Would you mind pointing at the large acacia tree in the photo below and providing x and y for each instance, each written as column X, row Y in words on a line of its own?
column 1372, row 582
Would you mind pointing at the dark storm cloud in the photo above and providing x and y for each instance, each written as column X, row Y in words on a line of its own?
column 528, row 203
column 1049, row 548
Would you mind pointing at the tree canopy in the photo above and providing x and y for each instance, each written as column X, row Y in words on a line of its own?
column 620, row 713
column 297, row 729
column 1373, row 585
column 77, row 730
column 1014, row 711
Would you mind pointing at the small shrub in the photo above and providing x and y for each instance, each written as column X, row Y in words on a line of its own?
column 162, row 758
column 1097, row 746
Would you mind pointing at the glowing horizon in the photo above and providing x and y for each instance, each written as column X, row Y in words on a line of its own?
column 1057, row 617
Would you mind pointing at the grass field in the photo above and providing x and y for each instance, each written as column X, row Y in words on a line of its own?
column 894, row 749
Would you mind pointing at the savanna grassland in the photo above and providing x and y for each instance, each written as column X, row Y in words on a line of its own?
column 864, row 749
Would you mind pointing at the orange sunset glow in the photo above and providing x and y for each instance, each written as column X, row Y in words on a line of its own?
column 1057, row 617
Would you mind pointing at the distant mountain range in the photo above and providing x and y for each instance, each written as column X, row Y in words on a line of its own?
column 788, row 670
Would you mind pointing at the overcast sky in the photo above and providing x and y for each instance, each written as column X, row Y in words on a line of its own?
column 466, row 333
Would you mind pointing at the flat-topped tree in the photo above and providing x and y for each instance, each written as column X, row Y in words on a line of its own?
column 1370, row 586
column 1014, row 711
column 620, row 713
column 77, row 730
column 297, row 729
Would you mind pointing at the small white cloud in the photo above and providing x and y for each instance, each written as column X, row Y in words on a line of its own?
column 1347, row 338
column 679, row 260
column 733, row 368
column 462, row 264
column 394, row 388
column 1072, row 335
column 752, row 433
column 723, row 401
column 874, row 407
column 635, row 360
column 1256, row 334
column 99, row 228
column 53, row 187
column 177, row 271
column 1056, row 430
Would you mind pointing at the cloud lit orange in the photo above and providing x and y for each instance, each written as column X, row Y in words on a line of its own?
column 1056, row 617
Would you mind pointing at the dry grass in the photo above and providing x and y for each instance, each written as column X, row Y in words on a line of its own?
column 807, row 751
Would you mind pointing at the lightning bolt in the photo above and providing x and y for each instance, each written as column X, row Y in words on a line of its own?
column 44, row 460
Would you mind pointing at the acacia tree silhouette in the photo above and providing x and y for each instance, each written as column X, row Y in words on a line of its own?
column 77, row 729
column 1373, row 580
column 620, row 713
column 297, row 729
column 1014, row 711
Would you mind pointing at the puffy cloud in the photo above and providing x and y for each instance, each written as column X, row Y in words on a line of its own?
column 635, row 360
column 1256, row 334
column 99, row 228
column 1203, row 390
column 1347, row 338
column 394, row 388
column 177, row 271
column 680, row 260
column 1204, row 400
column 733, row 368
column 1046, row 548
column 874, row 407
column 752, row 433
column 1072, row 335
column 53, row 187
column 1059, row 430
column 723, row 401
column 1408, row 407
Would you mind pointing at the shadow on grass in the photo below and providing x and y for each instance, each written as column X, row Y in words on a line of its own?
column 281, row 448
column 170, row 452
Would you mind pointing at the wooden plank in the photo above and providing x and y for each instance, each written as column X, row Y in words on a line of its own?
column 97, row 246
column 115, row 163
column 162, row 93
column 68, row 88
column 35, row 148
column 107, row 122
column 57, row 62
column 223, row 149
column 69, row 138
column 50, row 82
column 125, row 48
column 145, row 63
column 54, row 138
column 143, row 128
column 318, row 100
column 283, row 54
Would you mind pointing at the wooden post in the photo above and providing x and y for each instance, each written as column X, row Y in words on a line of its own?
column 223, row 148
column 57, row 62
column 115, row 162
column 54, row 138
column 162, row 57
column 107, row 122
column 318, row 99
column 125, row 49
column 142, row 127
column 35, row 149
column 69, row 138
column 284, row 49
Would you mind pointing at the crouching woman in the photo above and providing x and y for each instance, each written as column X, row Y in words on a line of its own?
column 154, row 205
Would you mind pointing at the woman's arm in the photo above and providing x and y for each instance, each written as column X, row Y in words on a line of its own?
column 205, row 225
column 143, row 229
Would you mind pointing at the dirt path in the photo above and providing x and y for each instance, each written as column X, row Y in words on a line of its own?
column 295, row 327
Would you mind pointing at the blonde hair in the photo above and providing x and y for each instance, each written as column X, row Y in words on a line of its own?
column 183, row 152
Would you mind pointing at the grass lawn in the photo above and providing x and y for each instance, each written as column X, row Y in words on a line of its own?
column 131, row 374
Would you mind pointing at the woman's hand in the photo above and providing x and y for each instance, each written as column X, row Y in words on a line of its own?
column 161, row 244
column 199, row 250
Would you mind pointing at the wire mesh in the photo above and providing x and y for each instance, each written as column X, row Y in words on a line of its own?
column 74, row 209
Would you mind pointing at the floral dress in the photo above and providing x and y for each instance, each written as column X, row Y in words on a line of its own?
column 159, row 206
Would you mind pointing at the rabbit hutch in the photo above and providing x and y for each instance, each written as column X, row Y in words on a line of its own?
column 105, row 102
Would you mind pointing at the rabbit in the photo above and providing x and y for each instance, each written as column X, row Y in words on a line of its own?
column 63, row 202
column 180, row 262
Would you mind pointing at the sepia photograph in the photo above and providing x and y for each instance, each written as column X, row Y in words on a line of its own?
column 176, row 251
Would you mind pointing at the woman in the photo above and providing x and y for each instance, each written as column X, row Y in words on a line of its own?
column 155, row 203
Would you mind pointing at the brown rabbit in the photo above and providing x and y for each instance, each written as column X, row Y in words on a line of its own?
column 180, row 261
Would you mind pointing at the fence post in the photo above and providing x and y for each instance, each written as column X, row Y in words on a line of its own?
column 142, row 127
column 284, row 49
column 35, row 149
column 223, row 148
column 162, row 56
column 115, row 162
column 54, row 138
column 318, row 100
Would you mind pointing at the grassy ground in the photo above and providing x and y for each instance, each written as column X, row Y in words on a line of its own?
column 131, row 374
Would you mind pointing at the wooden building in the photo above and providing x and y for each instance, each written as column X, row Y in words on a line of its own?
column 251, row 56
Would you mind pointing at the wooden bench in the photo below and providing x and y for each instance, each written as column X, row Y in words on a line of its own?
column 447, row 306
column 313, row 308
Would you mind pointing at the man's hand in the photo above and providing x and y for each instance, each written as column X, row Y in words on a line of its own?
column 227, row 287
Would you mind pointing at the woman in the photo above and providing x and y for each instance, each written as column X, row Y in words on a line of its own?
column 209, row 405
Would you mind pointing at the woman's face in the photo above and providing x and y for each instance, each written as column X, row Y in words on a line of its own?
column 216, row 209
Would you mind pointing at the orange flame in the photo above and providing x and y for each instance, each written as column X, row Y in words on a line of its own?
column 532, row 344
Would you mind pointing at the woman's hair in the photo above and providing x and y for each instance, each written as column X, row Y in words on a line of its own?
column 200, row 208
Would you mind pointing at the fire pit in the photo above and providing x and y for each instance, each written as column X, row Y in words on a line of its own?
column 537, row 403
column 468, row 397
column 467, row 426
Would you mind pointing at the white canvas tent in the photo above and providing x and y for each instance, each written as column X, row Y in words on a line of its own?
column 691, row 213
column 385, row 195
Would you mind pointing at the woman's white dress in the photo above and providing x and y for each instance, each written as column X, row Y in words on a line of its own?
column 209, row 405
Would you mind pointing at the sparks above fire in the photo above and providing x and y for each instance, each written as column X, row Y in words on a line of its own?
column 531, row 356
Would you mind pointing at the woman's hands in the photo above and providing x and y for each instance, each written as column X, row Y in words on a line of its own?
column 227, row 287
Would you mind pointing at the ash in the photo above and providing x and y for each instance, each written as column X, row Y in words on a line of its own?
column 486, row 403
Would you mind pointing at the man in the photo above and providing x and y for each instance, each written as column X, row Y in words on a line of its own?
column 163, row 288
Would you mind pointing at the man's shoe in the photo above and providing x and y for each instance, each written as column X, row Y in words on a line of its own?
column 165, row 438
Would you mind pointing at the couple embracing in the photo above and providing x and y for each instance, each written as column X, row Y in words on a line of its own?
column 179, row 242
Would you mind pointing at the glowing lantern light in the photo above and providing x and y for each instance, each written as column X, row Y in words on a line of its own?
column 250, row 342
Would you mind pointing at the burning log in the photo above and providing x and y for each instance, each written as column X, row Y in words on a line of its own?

════════

**PROMPT:** Arrange the material from the line with "Would you mind pointing at the overcast" to the line with "column 466, row 333" as a Markdown table with the columns Row and Material line. Number each line in order and leave out any blank lines.

**RESPONSE BELOW:**
| Row | Material line |
|---|---|
| 1 | Would you mind pointing at the overcast sky in the photo above and providing x and y for each instance, each written as column X, row Y in words on a line of its own? |
| 2 | column 466, row 333 |